Saved entries:
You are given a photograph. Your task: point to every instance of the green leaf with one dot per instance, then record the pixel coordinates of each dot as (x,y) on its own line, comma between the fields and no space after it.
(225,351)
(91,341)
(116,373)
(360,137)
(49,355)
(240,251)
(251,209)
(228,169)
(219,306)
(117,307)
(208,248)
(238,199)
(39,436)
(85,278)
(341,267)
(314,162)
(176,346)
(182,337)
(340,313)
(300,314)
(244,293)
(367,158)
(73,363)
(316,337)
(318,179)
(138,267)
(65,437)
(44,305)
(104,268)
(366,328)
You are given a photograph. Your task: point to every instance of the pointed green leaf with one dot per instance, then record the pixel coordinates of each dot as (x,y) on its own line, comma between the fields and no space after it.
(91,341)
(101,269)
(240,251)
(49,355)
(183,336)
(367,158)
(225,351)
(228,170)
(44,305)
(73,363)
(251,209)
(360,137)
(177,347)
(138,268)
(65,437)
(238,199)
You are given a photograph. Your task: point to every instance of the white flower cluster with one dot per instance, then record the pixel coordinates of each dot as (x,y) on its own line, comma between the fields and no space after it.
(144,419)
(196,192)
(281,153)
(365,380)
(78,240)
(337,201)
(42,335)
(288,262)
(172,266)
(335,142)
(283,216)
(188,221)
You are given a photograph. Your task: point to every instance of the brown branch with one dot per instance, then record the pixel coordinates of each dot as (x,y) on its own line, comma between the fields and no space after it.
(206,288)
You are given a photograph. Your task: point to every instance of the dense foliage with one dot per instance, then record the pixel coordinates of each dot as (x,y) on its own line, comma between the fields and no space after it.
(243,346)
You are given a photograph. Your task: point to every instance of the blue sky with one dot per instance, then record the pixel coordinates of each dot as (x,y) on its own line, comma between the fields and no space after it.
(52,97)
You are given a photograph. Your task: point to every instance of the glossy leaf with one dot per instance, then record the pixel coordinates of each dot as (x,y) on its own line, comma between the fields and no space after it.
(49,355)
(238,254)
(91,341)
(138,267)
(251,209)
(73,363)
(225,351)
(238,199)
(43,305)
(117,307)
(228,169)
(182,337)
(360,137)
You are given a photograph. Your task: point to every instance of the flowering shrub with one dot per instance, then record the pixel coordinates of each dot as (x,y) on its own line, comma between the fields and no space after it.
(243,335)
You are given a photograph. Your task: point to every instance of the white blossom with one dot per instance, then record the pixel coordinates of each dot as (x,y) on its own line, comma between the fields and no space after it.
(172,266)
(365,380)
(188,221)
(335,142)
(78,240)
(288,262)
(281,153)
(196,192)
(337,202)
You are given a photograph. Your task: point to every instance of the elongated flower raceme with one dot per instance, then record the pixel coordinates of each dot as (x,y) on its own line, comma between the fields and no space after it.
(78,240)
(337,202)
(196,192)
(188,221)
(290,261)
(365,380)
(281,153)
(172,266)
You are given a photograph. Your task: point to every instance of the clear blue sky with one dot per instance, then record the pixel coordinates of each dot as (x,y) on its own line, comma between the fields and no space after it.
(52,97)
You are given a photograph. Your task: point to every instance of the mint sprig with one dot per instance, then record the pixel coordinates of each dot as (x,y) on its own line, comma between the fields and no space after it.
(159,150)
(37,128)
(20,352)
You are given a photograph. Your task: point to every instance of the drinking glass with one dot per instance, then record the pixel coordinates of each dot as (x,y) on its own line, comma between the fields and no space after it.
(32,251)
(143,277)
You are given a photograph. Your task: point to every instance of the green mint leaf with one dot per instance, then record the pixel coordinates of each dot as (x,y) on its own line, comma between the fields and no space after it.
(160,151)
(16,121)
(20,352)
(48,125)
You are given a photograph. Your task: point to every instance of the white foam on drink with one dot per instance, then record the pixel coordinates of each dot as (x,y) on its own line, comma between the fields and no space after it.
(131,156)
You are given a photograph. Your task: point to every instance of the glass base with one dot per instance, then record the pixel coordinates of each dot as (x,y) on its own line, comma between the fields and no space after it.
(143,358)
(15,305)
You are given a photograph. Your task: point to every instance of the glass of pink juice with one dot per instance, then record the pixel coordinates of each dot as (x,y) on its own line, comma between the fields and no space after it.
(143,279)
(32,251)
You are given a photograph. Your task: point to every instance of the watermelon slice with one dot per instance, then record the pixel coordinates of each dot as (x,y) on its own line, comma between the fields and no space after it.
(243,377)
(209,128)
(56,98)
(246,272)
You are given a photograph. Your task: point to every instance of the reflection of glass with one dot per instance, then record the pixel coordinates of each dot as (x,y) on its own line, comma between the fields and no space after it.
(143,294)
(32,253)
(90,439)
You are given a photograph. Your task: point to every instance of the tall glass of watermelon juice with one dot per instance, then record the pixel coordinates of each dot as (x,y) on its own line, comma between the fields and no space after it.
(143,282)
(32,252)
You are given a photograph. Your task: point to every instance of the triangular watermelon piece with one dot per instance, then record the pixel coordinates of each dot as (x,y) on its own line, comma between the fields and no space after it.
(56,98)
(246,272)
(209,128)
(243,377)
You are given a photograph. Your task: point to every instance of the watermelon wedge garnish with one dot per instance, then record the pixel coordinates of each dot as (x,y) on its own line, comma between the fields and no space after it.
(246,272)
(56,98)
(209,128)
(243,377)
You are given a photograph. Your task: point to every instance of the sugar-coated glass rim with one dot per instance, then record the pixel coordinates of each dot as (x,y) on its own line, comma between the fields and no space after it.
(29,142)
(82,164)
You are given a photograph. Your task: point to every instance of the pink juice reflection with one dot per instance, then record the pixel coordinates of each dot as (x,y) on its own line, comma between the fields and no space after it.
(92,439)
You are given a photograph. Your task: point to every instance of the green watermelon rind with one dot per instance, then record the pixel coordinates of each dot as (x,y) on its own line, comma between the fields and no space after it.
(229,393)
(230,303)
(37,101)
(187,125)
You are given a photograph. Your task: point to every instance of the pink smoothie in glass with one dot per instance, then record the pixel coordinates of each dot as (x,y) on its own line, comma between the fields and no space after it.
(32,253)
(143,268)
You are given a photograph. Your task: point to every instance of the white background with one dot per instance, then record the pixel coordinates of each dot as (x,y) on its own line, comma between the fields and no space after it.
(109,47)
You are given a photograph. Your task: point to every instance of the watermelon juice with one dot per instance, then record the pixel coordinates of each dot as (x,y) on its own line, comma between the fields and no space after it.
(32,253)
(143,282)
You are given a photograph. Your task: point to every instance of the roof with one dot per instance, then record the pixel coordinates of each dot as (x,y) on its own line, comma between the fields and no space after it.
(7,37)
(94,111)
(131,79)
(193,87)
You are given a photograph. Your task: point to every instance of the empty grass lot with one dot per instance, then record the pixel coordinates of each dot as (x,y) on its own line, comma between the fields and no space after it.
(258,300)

**Aim of the task**. Keep only the lines from the one containing "of the empty" through the final line of the records, and transcribe them exactly.

**Solution to this exercise**.
You are given a photograph. Your task: point to every instance of the empty grass lot with one dot per instance, then record the pixel coordinates of each dot as (x,y) on its own line, comma between the fields and no space after it.
(258,300)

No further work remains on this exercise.